+++ Input rows
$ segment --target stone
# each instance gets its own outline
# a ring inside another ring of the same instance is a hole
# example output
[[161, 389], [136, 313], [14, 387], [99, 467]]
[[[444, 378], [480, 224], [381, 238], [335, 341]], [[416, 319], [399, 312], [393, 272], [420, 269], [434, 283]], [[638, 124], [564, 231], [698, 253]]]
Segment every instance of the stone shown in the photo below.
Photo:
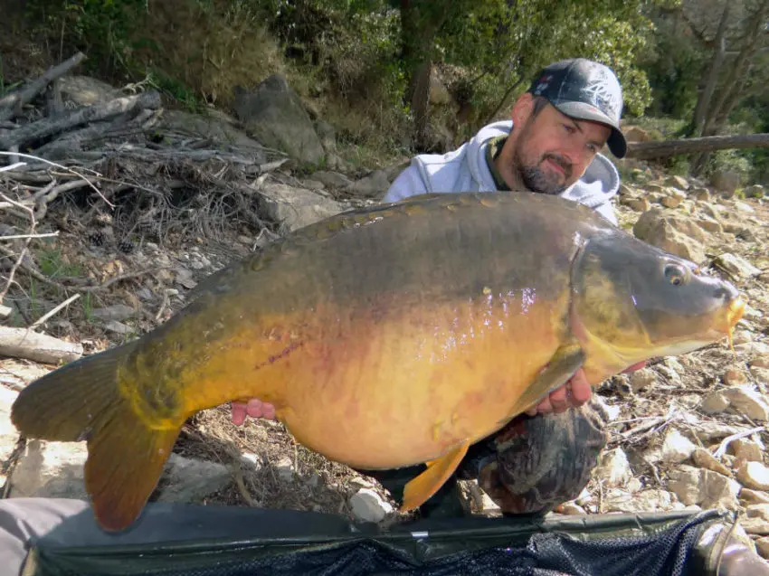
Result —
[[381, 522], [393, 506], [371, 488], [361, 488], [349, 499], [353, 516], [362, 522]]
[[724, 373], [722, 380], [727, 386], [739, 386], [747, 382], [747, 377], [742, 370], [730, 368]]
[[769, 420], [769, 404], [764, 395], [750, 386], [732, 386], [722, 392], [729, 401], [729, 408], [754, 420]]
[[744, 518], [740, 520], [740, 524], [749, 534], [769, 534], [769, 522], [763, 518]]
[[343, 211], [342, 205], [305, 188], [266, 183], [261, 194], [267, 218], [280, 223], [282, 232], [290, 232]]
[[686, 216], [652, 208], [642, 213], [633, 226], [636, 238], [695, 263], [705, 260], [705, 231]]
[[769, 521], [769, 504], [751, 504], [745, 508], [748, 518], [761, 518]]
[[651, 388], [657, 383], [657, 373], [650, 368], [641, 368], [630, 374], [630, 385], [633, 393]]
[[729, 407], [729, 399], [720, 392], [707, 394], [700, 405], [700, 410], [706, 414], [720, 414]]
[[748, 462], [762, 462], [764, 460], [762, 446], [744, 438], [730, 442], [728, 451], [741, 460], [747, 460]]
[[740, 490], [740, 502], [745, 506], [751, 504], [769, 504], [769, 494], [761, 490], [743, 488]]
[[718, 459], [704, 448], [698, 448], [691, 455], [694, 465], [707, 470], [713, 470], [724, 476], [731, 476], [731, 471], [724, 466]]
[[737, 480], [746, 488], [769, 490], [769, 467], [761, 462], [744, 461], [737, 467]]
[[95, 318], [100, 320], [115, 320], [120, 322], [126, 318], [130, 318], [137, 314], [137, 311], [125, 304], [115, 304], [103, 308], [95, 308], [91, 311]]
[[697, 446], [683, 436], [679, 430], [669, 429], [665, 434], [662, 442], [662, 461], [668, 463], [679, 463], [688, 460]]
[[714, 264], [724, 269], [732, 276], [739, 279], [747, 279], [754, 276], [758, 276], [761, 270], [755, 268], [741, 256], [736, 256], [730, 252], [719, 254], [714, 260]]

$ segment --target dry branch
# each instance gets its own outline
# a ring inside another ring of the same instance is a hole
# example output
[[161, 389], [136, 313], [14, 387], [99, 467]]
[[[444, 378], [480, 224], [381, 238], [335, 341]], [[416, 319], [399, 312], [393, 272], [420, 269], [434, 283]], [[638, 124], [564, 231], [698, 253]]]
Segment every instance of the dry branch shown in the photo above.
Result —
++++++
+++ Input rows
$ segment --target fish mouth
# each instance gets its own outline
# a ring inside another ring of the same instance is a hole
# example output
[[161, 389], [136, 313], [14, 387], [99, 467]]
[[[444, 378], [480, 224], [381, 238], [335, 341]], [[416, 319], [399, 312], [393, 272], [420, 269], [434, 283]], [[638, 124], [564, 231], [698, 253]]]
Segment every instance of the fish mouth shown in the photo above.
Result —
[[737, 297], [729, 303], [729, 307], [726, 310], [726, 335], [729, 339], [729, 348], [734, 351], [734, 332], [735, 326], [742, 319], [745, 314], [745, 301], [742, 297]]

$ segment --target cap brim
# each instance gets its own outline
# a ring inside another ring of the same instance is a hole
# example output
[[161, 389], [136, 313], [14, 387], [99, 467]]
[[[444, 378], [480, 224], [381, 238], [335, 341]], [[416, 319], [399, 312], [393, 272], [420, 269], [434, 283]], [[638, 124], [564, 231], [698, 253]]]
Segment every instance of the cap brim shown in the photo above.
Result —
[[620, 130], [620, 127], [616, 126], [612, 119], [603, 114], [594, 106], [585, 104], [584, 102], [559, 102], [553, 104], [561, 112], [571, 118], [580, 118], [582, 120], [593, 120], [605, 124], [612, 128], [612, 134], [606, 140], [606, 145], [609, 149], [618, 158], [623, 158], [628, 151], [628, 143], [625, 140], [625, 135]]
++++++
+++ Input rows
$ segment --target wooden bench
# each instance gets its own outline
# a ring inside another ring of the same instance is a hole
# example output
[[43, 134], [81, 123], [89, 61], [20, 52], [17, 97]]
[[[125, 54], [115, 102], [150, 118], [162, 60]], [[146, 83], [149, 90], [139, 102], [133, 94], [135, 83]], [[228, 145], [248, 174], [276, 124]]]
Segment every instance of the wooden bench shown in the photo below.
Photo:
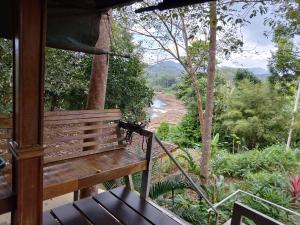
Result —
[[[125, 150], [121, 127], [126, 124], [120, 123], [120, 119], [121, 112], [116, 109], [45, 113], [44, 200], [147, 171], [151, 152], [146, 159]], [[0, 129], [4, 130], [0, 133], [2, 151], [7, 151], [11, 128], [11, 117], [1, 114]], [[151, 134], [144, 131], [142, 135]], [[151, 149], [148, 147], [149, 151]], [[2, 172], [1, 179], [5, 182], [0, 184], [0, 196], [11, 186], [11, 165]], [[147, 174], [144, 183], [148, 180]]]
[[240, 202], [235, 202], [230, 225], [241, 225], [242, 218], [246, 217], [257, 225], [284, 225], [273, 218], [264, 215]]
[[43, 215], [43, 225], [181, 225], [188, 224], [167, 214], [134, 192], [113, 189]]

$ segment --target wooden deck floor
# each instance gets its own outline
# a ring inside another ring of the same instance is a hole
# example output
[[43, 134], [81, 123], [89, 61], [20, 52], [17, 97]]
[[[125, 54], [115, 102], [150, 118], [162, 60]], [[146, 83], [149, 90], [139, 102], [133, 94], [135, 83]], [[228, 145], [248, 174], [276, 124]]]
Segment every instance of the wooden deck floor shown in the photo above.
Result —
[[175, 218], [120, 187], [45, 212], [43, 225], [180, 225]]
++++++
What the exercise asks: Transcribe the records above, starting with the line that contains "segment --target stone" and going on through the line that contains "408], [754, 420]]", with both of those lines included. Leave the pictures out of your answer.

Answer to the problem:
$ segment --target stone
# each instance gets its own outline
# a ring inside another ring of the same instance is a hole
# example output
[[161, 389], [136, 313], [14, 387], [99, 467]]
[[[444, 378], [480, 224], [381, 238], [335, 341]], [[416, 319], [399, 312], [393, 272], [420, 269], [434, 283]], [[638, 124], [564, 231], [698, 253]]]
Segment every instance of the stone shown in the photo below.
Photo:
Result —
[[381, 522], [393, 506], [371, 488], [361, 488], [349, 499], [353, 516], [362, 522]]
[[724, 373], [722, 380], [727, 386], [739, 386], [747, 382], [747, 377], [742, 370], [730, 368]]
[[769, 420], [769, 404], [764, 395], [750, 386], [732, 386], [722, 392], [729, 401], [729, 408], [754, 420]]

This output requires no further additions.